(Provided passage begins)

Upon meeting Catalino Abueg Street in Rosario, N401 veers southeast and becomes General Trias Drive. Notable landmarks along this route include the Petron Rosario Depot, SM City Rosario, Gate 1 of the Cavite Export Processing Zone, and the Tejeros Convention Site. N401 then enters the city of General Trias, where it ends at the junction with Antero Soriano Highway and Governor Ferrer Drive in barangay Tejero.

== Intersections ==

City/Municipality: km; mi; Destinations; Notes
Noveleta: 26.26; 16.32; N62 (M. Salud Road) / Magdiwang Highway; Northeastern terminus.
26.35: 16.37; N62 (Magdiwang Highway / Manila–Cavite Road) / General Antonio Street; Traffic light intersection.
Rosario: 29.7; 18.5; Catalino Abueg Street; N401 changes from Marseilla Street to General Trias Drive
30.1: 18.7; Nawasa Road
30.92: 19.21; Cavite Economic Zone Drive; Access to the Cavite Export Processing Zone via Gate 1
General Trias: 31.8; 19.8; Tejeros Bypass Road
32.2: 20.0; N64 (Antero Soriano Highway) / Governor Ferrer Drive; Southwestern terminus. Traffic light intersection.

(Provided passage ends)

Tasks to complete:
1. According to the N401 passage, in which barangay does N401 end?
2. Revise the N401 passage by writing it out from the words "City/Municipality: km; mi;" through the words "Street; Traffic light intersection.", with "Magdiwang Avenue" in place of each "Magdiwang Highway".

(Provided records begins)

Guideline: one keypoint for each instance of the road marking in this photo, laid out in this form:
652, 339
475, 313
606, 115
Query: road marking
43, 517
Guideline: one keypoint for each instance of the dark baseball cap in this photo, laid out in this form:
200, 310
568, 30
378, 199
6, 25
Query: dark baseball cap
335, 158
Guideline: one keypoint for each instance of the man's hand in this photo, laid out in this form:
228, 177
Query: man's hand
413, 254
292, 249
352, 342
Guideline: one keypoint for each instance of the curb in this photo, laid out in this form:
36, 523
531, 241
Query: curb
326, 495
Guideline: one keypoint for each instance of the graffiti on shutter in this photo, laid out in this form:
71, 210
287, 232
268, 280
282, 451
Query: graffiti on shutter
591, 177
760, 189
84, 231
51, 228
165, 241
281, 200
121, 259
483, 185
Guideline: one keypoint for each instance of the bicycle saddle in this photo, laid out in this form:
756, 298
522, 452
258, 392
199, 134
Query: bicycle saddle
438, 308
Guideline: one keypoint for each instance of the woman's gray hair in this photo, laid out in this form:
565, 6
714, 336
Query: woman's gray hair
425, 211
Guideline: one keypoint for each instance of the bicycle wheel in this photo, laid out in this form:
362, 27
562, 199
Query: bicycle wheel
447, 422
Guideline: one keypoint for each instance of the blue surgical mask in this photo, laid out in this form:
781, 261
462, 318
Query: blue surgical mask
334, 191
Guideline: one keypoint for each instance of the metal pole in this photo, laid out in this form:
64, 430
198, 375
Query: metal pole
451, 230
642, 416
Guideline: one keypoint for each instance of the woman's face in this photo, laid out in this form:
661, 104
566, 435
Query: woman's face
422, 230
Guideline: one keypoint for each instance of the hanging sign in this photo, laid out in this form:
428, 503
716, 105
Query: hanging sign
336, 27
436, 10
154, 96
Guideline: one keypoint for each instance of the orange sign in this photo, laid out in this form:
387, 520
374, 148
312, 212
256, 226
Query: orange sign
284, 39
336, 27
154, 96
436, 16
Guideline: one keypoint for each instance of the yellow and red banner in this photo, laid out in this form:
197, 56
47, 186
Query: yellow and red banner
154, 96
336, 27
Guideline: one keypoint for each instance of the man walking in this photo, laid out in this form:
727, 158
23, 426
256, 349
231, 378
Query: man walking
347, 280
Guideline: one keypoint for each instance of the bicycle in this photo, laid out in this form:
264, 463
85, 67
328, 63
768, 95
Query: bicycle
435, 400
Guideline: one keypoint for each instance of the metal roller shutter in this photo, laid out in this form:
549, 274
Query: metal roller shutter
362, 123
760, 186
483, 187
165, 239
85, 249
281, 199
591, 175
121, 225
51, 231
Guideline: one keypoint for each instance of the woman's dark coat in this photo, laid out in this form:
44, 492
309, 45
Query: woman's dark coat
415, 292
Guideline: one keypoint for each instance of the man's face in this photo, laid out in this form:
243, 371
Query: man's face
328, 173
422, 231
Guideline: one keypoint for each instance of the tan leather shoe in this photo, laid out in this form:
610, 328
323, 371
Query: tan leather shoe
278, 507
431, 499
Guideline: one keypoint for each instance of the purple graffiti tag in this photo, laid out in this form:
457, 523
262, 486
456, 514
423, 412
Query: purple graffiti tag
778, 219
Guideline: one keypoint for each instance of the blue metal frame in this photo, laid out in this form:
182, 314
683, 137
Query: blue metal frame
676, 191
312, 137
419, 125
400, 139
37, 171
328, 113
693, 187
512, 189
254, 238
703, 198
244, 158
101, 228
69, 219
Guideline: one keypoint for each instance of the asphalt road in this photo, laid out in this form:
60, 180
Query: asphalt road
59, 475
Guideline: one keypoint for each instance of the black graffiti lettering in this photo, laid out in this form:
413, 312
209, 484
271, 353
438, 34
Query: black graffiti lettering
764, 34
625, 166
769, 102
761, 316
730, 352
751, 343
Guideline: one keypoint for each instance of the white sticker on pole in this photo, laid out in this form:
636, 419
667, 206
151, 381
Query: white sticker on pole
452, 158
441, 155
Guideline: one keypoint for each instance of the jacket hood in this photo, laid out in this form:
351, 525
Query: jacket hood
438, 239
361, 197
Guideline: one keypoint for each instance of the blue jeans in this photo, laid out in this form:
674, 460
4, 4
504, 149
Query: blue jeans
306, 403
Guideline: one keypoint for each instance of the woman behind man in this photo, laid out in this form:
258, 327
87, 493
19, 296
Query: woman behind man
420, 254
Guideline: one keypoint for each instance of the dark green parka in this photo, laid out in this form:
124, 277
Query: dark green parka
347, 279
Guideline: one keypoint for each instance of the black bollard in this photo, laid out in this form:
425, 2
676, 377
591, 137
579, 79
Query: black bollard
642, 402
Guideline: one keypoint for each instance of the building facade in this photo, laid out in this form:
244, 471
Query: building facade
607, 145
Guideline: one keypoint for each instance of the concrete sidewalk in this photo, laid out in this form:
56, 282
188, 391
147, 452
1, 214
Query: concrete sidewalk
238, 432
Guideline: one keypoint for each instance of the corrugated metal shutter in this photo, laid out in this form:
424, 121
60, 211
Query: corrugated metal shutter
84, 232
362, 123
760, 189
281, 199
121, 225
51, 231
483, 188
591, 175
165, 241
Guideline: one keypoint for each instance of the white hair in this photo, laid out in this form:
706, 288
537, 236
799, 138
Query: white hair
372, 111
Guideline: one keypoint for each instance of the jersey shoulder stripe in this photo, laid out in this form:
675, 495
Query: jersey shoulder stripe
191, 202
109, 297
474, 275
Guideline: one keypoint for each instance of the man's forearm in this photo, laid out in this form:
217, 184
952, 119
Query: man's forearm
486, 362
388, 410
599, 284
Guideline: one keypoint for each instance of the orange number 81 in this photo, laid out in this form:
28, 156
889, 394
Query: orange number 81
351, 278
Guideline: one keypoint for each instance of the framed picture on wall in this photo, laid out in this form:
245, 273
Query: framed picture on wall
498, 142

(Provided records ends)

Results of the exercise:
1. N401 ends in barangay Tejero.

2.
City/Municipality: km; mi; Destinations; Notes
Noveleta: 26.26; 16.32; N62 (M. Salud Road) / Magdiwang Avenue; Northeastern terminus.
26.35: 16.37; N62 (Magdiwang Avenue / Manila–Cavite Road) / General Antonio Street; Traffic light intersection.